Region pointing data
====

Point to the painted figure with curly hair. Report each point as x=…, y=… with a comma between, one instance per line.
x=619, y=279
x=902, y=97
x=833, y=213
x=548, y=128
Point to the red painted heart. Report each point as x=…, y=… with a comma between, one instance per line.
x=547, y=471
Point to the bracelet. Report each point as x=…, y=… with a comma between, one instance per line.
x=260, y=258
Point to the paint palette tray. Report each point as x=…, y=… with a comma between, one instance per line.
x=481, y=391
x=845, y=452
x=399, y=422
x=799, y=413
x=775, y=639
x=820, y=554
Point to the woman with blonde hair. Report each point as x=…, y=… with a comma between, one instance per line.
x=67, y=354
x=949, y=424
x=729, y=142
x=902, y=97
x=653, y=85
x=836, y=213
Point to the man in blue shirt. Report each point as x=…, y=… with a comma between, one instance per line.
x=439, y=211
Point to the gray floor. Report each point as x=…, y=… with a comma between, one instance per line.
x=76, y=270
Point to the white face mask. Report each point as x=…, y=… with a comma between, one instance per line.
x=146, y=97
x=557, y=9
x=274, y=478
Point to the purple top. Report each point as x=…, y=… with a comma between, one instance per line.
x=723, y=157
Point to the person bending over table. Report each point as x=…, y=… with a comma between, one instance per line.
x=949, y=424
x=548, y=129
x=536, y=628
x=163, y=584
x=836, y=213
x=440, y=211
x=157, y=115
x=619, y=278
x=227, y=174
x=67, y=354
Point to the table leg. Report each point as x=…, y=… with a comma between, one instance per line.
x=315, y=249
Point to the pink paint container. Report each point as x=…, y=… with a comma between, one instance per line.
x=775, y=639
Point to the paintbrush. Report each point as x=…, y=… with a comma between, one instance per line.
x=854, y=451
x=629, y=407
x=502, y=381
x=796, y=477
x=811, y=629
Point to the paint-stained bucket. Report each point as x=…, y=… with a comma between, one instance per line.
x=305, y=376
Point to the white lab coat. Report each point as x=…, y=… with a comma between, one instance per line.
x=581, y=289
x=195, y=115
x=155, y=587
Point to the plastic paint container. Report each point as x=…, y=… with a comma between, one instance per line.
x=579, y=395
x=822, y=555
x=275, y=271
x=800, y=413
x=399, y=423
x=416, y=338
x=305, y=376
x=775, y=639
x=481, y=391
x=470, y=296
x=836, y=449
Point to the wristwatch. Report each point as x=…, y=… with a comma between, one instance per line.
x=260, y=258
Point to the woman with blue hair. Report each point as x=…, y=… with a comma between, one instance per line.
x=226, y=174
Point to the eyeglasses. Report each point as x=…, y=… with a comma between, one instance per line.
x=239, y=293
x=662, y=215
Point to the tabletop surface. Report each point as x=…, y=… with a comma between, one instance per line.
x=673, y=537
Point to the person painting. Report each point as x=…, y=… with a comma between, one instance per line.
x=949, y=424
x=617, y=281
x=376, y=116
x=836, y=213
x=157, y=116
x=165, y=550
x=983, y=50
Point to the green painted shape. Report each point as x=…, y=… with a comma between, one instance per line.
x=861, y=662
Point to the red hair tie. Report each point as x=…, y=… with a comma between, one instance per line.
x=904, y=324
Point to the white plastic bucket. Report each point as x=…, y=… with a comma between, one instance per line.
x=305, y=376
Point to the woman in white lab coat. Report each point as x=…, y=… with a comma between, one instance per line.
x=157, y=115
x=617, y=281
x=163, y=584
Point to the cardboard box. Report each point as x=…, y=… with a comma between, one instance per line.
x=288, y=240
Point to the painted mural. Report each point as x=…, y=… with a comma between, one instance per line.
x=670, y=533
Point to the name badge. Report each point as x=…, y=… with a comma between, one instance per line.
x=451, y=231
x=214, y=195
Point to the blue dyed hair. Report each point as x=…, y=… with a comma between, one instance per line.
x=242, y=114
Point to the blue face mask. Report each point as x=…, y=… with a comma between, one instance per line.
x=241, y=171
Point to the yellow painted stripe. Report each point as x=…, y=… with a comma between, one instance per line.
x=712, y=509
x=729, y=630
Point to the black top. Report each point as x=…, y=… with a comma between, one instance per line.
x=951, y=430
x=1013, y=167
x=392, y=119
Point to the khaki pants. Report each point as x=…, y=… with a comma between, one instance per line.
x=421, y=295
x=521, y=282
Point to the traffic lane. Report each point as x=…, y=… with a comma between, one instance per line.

====

▶ Problem statement
Could you return all the data above exactly as it appears?

▶ Answer for this exercise
Point to the painted figure with curly hair. Report each point as x=…, y=… with a comma between, one instance per line.
x=619, y=279
x=902, y=97
x=833, y=213
x=548, y=128
Point to the red painted heart. Report each point as x=…, y=… with a comma between, one instance per line.
x=547, y=471
Point to the bracelet. Report each point as x=…, y=… with a comma between, one instance per line.
x=260, y=258
Point to the paint palette tray. Report each point as x=…, y=… with a comma between, one instance per line.
x=481, y=391
x=845, y=452
x=399, y=422
x=799, y=413
x=775, y=639
x=820, y=554
Point to the woman with blonde hair. Report each point as x=…, y=… with a comma between, one instance per line.
x=67, y=354
x=949, y=424
x=729, y=142
x=902, y=97
x=653, y=85
x=836, y=213
Point to the man in blue shirt. Report each point as x=…, y=… with a comma between, one instance per line.
x=439, y=211
Point to the gray floor. Report each point as x=…, y=… with a comma between, one instance per line.
x=76, y=270
Point to the white face mask. Report each point as x=…, y=… with a comma between, one instance per line.
x=146, y=97
x=557, y=9
x=274, y=478
Point to the purple top. Report each point as x=…, y=… with a comma between, one instance per line.
x=723, y=157
Point to the person bending over table. Report each point as x=…, y=… with a comma between, one instance per line.
x=949, y=424
x=548, y=129
x=536, y=628
x=163, y=584
x=836, y=213
x=440, y=211
x=157, y=115
x=619, y=278
x=227, y=174
x=67, y=354
Point to the table leg. Report each point as x=…, y=… with a comma between, one instance per line.
x=315, y=249
Point to the pink paint container. Report each point as x=…, y=… with a comma between, one instance per line.
x=775, y=639
Point to the paintbrush. Report each point as x=…, y=… with a comma between, one instance per line.
x=854, y=451
x=629, y=407
x=502, y=381
x=796, y=477
x=811, y=629
Point to the paint-stained bucket. Report each point as x=…, y=… with a comma between, one instance per line.
x=305, y=376
Point to the white lab coat. Report each point as x=…, y=… with a comma between, one instance per line.
x=581, y=289
x=195, y=115
x=155, y=587
Point to the plastic paint container. Report each point as x=…, y=… with a comma between, one instance per line.
x=579, y=395
x=822, y=555
x=275, y=271
x=800, y=413
x=399, y=423
x=416, y=338
x=305, y=376
x=775, y=639
x=481, y=391
x=470, y=296
x=836, y=449
Point to the wristwatch. Report each point as x=…, y=… with a comma between, one instance per line.
x=260, y=258
Point to the woman with blue hair. Report each point as x=…, y=… with a comma between, one instance per line.
x=226, y=174
Point to the eyeglasses. Report each point as x=…, y=… with a comma between, one instance per line.
x=239, y=293
x=662, y=215
Point to the tabletop surface. Report each point as x=…, y=… with a comma between, one instance per line.
x=673, y=537
Point to the person painting. Report each point as x=…, y=… with a comma between, one instance per line.
x=949, y=424
x=617, y=281
x=376, y=116
x=836, y=213
x=157, y=116
x=165, y=550
x=983, y=50
Point to the green painted shape. Report each point as x=…, y=… with a comma between, one instance per line.
x=861, y=662
Point to the red hair tie. Report each point as x=…, y=… with a comma between, one instance per line.
x=904, y=324
Point to the white plastic bucket. Report each point as x=…, y=… with a comma between, one instance per line.
x=305, y=376
Point to the woman in white lab coat. Report each point as x=…, y=… with a comma between, one instance per line.
x=157, y=115
x=617, y=281
x=163, y=584
Point to the cardboard box. Report each point as x=…, y=… with a comma between, one instance per line.
x=288, y=240
Point to the painted mural. Report each point as x=…, y=… with a comma between, one instance per line.
x=670, y=533
Point to the name badge. Report each point as x=…, y=… with a comma between, one instance per line.
x=451, y=231
x=214, y=195
Point to the blue dyed hair. Report each point as x=…, y=… with a comma between, one instance per line.
x=242, y=114
Point to the blue face mask. Report each point as x=…, y=… with a comma between, one instance per line.
x=241, y=171
Point to the yellow painted stripe. Report each point as x=…, y=… with a comma between, one instance per line.
x=712, y=509
x=729, y=630
Point to the black top. Report each point as x=…, y=… with a comma between, one instance per line.
x=951, y=430
x=1013, y=167
x=392, y=119
Point to the khaki pants. Report each point as x=…, y=… with a comma between, one instance per line.
x=421, y=295
x=521, y=282
Point to the traffic lane. Report each point as x=…, y=… with a comma between, one instance per line.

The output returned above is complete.